TASK REQUIREMENTS —
From the line containing "In this exercise you will annotate each instance of the jersey" through the last line of the data, return those lines exactly as written and nothing more.

[Natural language region descriptions]
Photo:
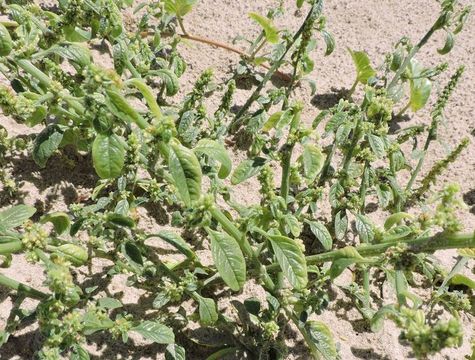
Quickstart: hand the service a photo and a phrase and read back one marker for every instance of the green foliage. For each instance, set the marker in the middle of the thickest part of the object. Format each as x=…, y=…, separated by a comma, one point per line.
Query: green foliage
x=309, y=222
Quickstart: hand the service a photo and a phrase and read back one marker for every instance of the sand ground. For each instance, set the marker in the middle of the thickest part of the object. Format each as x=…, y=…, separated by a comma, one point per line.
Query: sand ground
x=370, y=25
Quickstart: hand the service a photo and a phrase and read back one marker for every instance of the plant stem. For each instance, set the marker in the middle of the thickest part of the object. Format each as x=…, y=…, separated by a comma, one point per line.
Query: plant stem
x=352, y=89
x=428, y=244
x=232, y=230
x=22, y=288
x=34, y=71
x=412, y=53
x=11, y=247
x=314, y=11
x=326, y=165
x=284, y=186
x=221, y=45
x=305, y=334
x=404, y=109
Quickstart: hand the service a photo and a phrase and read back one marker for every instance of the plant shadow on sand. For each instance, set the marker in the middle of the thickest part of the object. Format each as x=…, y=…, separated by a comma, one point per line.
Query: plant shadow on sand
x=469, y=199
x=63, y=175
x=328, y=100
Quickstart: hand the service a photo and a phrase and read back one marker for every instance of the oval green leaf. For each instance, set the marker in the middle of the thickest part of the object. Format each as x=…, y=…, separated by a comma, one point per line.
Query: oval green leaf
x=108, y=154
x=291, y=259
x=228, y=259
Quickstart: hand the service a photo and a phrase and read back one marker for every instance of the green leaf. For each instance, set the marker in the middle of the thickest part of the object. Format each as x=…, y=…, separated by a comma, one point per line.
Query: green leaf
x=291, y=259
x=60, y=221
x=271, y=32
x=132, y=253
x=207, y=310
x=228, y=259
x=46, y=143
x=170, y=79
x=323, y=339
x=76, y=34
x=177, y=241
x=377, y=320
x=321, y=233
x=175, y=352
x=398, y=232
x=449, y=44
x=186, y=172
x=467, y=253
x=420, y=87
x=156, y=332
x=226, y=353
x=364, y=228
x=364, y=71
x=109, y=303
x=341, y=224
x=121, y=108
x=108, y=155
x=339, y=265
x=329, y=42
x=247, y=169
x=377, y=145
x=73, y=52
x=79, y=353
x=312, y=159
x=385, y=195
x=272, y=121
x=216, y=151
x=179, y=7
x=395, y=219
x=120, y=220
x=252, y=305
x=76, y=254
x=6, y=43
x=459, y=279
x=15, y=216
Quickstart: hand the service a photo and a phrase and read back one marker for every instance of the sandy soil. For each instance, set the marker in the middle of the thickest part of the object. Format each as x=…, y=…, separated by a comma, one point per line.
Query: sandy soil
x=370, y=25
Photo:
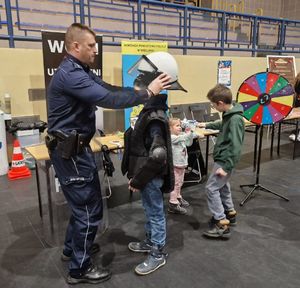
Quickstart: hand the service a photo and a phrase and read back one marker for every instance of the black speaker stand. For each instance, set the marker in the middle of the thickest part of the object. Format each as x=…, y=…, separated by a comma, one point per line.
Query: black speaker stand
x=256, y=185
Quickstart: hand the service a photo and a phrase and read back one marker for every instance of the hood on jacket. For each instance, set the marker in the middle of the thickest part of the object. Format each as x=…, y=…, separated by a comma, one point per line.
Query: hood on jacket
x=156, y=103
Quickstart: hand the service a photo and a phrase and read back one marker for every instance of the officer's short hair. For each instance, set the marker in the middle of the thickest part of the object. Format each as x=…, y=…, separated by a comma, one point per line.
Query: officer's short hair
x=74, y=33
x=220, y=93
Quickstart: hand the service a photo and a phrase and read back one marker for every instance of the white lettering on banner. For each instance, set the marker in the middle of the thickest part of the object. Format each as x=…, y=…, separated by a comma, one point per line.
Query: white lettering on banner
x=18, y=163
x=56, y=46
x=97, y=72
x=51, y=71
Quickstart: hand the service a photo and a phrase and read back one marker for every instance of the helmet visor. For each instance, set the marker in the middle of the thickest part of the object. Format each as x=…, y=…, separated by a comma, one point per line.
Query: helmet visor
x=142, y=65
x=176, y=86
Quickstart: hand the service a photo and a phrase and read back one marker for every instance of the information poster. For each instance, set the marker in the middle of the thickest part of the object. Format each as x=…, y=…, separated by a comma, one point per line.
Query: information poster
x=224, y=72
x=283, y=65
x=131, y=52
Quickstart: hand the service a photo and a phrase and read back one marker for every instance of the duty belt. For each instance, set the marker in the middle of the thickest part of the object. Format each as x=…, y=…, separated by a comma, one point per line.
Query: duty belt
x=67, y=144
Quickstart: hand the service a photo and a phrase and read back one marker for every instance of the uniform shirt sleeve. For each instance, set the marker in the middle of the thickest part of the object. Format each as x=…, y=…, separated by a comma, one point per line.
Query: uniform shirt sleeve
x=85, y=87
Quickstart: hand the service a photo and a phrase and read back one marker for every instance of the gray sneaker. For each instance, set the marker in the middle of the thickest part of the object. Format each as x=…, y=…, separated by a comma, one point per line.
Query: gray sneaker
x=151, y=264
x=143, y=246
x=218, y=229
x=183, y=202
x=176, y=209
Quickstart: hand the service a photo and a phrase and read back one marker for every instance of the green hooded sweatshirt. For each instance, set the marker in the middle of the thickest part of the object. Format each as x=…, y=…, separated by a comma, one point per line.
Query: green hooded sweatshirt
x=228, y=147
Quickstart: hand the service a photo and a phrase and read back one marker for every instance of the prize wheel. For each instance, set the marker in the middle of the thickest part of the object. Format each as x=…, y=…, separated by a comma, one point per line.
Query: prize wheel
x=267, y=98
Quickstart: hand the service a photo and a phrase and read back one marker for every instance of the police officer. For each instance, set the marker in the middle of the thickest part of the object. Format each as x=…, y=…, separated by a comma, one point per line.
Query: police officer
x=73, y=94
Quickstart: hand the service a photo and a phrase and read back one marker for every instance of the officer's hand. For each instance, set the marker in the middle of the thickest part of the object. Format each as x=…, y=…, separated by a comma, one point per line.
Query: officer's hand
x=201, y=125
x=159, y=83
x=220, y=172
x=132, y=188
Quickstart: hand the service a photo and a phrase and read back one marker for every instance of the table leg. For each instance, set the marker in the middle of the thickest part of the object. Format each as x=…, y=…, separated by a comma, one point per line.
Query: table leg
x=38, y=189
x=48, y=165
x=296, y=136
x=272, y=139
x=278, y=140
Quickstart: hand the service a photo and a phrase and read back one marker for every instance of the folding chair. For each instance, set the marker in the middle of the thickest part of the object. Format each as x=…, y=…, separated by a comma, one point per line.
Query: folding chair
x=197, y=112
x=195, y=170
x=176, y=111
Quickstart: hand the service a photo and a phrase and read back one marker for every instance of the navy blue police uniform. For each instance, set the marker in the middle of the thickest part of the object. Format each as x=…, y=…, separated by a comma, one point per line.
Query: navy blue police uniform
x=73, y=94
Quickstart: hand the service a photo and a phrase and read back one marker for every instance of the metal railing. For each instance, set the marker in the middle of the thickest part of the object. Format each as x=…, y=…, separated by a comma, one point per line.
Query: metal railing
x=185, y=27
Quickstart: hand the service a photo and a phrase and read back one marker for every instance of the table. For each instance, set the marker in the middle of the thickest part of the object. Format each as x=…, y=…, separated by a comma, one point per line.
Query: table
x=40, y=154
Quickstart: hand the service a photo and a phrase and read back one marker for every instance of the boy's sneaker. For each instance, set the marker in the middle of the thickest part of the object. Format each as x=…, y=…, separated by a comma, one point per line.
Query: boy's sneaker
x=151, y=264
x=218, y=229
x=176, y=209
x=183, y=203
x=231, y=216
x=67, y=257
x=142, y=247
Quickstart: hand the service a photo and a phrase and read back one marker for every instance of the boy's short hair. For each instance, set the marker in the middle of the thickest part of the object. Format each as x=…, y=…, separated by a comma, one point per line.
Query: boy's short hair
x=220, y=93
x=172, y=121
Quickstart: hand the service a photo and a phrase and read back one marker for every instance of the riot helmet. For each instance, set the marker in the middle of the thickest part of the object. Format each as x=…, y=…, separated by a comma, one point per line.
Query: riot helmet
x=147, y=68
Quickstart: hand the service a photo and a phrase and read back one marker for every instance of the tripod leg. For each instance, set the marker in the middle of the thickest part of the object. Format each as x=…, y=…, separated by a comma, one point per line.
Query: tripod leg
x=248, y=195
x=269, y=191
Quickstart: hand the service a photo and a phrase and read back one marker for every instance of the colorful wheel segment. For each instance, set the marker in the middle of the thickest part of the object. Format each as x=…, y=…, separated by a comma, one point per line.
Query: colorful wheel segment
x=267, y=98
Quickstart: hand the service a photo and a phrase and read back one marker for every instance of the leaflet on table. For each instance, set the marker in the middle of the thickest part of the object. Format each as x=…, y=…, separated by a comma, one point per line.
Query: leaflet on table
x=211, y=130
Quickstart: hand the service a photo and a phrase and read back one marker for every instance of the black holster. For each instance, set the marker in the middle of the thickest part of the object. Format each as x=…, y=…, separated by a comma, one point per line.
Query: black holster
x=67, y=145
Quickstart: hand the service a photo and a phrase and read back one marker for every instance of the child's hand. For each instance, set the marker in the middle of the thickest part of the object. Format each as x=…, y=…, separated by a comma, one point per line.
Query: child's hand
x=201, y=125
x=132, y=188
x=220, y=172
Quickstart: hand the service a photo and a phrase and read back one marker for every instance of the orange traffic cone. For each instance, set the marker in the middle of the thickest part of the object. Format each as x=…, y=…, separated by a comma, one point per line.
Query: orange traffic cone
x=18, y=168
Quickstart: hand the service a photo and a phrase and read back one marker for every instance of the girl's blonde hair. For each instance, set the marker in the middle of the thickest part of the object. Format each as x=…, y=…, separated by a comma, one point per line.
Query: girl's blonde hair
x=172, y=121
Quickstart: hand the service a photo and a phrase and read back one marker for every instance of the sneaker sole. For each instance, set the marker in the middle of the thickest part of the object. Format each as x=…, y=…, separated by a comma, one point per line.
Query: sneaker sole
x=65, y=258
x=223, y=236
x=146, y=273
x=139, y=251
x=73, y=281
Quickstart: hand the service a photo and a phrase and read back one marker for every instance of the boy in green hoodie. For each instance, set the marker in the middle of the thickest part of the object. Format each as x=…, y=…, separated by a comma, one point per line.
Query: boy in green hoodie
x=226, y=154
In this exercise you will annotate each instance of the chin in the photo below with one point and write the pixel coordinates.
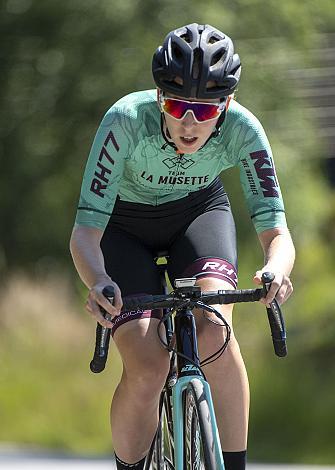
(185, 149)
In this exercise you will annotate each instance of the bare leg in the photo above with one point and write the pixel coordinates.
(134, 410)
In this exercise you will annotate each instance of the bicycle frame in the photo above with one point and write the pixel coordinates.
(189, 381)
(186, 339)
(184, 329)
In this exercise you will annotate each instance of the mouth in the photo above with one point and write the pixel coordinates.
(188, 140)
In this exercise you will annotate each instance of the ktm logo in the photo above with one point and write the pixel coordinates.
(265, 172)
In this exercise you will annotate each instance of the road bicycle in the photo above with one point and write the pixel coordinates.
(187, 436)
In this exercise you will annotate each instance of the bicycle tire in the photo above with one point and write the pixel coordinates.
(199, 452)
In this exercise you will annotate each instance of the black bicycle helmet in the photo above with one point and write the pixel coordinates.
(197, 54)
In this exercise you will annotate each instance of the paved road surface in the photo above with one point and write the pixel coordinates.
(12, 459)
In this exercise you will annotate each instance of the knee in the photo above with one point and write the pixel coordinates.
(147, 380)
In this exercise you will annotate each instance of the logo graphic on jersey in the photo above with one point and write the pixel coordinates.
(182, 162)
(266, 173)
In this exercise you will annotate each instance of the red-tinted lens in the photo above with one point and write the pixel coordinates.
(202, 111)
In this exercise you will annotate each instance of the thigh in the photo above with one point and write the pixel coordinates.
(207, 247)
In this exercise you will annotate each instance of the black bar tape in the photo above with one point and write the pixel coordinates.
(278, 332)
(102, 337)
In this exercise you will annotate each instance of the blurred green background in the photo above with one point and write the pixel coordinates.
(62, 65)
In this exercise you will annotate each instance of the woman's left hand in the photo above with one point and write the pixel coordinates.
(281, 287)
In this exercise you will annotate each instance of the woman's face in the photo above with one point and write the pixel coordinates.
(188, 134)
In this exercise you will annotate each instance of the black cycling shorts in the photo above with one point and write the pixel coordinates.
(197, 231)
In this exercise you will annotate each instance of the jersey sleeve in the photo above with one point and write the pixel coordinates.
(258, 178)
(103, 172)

ANSWER BOX —
In this exercise you will annotate each instance of the jersey sleeve in the photo above with one point and write the pixel coordinates.
(258, 178)
(103, 172)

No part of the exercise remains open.